• Exercise
Determine how many lines in the entries below contain "loose", and output that number alone.
%%
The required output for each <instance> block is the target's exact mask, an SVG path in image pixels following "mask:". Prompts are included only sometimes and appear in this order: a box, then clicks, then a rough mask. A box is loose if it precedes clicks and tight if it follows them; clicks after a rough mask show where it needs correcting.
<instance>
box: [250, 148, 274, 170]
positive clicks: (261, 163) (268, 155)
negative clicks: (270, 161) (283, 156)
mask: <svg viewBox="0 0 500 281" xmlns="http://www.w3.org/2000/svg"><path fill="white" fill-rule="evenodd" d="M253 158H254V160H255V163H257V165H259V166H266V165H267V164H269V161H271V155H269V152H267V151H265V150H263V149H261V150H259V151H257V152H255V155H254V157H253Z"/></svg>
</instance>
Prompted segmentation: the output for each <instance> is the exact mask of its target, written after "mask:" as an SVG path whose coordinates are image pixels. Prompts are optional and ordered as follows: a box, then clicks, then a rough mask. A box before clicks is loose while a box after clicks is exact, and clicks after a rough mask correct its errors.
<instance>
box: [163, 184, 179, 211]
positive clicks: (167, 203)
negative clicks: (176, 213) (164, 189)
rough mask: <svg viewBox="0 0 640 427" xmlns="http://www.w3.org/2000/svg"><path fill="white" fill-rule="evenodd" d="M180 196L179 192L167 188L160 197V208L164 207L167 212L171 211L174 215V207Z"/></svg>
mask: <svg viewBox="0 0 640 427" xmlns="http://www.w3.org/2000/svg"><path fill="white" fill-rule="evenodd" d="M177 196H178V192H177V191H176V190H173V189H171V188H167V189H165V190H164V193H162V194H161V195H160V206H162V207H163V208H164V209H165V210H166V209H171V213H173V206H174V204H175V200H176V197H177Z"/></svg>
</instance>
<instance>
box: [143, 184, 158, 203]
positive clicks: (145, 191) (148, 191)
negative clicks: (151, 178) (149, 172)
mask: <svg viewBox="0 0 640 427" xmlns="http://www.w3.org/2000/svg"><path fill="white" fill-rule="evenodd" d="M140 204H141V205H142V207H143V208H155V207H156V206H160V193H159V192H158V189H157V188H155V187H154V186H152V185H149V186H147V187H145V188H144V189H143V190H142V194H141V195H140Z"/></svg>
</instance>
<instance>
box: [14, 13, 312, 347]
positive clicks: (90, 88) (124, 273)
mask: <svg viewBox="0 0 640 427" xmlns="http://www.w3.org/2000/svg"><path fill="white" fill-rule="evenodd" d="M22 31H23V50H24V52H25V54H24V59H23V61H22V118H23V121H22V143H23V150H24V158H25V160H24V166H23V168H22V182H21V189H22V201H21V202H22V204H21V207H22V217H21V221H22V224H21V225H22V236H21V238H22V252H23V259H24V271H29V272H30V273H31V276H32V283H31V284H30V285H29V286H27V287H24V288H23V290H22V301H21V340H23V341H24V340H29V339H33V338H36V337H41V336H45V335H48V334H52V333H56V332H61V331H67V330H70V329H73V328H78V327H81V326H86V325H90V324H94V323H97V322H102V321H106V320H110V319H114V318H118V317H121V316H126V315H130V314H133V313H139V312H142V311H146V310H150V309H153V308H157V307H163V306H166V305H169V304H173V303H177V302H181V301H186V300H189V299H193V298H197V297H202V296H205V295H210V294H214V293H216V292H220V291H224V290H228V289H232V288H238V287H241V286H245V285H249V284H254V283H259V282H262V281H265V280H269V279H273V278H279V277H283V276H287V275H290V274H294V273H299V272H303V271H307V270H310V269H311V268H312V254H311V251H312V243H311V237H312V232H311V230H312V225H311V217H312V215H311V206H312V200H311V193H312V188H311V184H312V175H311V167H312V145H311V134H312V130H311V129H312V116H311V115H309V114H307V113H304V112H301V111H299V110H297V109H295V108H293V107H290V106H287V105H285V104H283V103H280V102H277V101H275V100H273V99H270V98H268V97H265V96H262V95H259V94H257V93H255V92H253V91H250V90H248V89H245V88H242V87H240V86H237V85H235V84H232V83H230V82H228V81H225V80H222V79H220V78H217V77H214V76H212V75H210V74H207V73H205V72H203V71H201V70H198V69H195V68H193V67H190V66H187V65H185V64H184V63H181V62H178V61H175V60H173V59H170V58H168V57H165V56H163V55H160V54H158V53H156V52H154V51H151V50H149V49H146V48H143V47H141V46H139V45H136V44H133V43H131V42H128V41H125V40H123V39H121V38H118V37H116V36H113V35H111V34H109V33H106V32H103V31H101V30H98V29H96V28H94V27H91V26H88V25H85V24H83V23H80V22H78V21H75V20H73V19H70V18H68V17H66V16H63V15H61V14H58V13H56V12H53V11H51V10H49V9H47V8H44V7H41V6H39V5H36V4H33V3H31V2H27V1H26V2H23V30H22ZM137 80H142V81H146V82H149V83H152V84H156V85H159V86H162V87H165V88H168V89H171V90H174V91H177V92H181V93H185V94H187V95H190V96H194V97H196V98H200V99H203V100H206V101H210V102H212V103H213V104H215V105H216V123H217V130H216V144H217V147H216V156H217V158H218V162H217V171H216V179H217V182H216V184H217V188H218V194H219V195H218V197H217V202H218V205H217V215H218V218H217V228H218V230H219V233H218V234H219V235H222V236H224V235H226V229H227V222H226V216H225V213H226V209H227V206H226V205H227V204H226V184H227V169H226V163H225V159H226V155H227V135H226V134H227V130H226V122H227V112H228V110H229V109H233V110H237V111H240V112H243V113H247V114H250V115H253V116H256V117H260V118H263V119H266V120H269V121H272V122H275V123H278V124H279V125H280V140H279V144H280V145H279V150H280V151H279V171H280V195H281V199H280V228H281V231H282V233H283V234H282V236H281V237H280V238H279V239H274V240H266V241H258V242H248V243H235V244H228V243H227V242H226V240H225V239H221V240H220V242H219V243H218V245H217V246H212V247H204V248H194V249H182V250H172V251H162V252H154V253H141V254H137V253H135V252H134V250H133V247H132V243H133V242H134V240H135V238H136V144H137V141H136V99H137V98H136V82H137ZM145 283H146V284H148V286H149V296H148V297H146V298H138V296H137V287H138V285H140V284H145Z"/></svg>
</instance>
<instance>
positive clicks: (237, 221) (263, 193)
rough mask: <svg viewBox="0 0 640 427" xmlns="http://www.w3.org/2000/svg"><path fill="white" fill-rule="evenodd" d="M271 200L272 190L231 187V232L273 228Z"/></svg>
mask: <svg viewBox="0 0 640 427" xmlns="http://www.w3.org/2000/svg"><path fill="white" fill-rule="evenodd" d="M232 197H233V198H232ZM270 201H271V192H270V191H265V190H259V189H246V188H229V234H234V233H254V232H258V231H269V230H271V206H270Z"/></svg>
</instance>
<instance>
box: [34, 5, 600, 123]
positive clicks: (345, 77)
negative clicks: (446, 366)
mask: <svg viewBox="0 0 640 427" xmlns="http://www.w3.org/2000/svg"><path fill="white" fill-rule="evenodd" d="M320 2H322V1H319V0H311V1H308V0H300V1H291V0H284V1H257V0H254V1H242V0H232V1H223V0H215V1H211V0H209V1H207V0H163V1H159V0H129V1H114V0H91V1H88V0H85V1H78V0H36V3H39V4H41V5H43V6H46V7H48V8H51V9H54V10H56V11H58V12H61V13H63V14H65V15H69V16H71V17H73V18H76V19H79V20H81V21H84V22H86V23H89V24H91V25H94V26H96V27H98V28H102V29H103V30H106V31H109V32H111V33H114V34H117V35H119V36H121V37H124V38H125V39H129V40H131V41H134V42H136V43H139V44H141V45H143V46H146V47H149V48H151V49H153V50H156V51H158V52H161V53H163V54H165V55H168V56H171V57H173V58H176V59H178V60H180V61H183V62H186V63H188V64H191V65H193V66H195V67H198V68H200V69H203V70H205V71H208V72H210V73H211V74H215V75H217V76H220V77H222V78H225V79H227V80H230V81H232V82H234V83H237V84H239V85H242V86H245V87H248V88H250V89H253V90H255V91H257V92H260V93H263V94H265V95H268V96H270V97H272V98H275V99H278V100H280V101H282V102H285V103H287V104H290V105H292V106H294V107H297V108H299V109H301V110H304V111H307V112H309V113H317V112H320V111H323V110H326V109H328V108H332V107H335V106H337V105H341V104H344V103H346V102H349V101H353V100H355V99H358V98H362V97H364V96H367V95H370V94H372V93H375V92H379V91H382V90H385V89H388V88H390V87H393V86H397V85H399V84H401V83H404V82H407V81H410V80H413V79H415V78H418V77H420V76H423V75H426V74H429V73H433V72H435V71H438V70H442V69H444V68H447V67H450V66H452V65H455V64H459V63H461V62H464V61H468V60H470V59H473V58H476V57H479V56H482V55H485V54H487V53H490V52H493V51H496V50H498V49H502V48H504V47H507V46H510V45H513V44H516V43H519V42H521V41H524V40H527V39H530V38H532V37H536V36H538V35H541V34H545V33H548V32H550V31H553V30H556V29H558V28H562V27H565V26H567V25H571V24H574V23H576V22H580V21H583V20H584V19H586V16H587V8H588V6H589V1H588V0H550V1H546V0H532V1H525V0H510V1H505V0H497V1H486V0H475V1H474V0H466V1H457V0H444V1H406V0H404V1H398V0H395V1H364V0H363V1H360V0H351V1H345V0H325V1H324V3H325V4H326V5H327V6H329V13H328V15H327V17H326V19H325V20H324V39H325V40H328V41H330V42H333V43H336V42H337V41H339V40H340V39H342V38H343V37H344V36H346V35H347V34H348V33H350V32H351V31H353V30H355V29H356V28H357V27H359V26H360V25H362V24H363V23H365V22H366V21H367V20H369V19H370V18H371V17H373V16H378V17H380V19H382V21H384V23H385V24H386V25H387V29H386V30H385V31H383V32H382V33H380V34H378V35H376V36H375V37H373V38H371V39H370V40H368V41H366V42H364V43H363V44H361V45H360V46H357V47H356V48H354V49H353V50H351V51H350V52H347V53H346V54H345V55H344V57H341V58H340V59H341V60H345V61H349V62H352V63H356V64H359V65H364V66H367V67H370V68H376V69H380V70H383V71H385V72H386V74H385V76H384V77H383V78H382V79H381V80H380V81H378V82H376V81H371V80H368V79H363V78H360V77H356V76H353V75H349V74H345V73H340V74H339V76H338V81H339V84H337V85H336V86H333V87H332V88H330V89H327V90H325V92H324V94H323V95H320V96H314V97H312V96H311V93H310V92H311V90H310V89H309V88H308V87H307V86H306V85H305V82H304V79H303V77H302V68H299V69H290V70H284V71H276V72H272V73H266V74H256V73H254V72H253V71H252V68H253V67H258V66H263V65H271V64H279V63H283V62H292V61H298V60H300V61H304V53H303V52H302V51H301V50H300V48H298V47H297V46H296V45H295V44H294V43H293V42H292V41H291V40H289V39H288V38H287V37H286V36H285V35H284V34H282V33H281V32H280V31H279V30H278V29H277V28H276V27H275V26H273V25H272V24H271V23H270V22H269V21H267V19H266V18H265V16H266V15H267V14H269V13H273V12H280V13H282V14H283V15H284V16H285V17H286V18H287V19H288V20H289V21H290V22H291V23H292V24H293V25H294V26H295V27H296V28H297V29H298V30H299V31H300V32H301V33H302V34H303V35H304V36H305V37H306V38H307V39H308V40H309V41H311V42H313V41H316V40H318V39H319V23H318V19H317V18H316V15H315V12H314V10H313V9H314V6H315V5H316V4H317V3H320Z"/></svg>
%%
• Problem solution
2